## WHAT NEEDS TO BE DONE
Reproduce word for word every line from the one containing "Q: Tag each instance of the rolling" through the final line of the rows below, both ends included.

## Records from a data collection
::::
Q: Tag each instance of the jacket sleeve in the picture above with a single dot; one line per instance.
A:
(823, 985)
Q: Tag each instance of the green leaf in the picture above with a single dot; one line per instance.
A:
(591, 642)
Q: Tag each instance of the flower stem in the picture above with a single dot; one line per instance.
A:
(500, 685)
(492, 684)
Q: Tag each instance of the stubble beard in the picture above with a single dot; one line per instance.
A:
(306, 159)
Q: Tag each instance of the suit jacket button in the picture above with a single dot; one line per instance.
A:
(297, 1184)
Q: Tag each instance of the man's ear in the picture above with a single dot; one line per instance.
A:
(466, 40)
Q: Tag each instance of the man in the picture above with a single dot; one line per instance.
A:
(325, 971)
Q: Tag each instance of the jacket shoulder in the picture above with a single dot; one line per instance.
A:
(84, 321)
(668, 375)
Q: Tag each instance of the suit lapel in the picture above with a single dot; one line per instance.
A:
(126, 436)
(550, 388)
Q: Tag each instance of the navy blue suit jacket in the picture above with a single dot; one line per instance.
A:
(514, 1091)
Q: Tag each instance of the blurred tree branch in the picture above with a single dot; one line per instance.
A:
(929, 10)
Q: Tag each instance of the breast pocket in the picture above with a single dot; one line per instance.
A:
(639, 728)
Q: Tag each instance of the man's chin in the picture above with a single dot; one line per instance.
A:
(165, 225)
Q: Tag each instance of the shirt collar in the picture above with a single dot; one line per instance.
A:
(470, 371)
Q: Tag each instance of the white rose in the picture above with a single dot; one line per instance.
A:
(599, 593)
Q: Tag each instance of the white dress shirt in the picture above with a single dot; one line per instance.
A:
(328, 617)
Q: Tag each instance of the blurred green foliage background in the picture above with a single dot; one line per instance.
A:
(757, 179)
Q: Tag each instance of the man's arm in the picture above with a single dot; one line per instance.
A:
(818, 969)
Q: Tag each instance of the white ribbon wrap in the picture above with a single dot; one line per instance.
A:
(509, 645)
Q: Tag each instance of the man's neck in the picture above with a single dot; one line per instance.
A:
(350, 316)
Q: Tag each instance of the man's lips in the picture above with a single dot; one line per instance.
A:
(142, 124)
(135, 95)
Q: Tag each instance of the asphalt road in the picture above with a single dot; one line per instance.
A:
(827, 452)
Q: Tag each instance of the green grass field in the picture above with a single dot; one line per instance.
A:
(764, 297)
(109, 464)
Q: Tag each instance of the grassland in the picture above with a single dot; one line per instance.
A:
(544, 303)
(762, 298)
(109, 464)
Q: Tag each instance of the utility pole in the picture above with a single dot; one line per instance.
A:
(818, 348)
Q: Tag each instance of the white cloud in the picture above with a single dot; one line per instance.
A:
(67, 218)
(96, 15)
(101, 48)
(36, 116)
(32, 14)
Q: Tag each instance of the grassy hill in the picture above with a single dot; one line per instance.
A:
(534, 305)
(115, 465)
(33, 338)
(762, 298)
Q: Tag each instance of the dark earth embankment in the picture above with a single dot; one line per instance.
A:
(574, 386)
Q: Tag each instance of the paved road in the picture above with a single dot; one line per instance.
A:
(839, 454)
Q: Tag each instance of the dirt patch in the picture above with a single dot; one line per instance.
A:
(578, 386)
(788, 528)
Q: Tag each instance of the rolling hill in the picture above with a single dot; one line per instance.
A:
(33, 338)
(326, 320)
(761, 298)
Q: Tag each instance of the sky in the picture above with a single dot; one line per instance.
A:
::::
## REPLY
Q: Tag each instance of the rolling hill in the picture above with a single dot; one line per instance.
A:
(33, 338)
(326, 320)
(761, 298)
Q: Tag each instance of the sky in the picture above with a single dot; one line per instance.
A:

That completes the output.